#### Available data
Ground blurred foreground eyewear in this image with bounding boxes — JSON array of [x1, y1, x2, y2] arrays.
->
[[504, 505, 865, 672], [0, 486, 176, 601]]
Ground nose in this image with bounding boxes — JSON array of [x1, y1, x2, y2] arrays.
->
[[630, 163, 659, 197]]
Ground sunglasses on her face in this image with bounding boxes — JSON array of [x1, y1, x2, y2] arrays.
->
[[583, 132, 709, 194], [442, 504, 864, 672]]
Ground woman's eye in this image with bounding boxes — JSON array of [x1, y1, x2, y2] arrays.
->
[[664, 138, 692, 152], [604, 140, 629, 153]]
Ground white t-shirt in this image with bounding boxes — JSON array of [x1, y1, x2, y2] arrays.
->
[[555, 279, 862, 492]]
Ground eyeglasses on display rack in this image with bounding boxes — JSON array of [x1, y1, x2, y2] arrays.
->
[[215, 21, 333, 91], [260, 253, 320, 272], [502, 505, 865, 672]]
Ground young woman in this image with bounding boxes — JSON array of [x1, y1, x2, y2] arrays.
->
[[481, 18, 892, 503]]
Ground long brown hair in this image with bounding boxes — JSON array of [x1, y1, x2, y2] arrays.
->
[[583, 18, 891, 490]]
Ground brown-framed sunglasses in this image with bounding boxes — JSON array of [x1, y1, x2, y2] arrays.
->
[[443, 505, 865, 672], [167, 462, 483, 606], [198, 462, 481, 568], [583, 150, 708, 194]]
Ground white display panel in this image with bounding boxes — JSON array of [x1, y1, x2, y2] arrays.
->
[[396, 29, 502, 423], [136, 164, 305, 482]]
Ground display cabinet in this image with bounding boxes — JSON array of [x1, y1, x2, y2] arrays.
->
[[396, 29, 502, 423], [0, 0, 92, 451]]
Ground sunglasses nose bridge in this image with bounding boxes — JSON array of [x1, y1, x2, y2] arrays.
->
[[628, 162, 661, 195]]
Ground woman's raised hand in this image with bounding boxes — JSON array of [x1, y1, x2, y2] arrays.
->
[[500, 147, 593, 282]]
########
### Task to carry out
The records above need copying. Do it exactly.

### Expected answer
Ground blurred foreground eyewear in this image with bounding boxes — JSON array of [x1, y1, x2, y2] arrays.
->
[[504, 505, 865, 672], [0, 486, 176, 601]]
Ground nose in this image with bounding boxes — JSON array of [x1, y1, x2, y2] arrays.
->
[[630, 163, 659, 197]]
Ground sunglasses on her face in this image with bounding boxes — JSON array of [x1, y1, x2, y2] arrays.
->
[[583, 132, 709, 194], [442, 504, 864, 672]]
Ground woman's eye in this image with bounding boxes — JSON array of [x1, y1, x2, y2] arrays.
->
[[664, 138, 692, 152], [604, 140, 629, 153]]
Ground white t-shirt in this image with bounding boxes — JSON array of [x1, y1, x2, y2] arrays.
->
[[555, 279, 862, 492]]
Ground eyeglasses on display rack in this image with bounding boxes — JSON array of [x1, y1, x2, y2] arrays.
->
[[215, 21, 333, 91], [260, 253, 320, 272], [502, 505, 865, 672]]
Ground young woman in this image with bounding boxes — JSON array of [x1, y1, x2, y2] arrays.
->
[[481, 18, 892, 503]]
Ground long brown hair in this image with bounding boxes — JSON array of [x1, y1, x2, y2] arrays.
->
[[583, 18, 891, 490]]
Ground brown-framed sunglasses in this image with bounding boxes — JSON array of [x1, y1, x2, y2] arrays.
->
[[443, 505, 865, 672], [167, 462, 483, 606], [198, 462, 481, 568], [583, 150, 708, 194]]
Ground white display panel in this image with bounding boxes — JSON array of [x1, y1, x2, y2] arrays.
->
[[396, 29, 502, 423], [136, 164, 305, 482]]
Ground display cabinet in this image with bounding boxes — JSON array of [x1, y1, x2, y2] arrays.
->
[[396, 29, 502, 423], [0, 0, 92, 451]]
Ground sunglasses nose bridge in this image with bounding boxes — JSON array of [x1, y1, x2, y2] arrays.
->
[[628, 162, 661, 195]]
Ground woman's raised hand in this image with bounding boxes — JSON array of [x1, y1, x2, y2] arrays.
->
[[500, 147, 593, 282]]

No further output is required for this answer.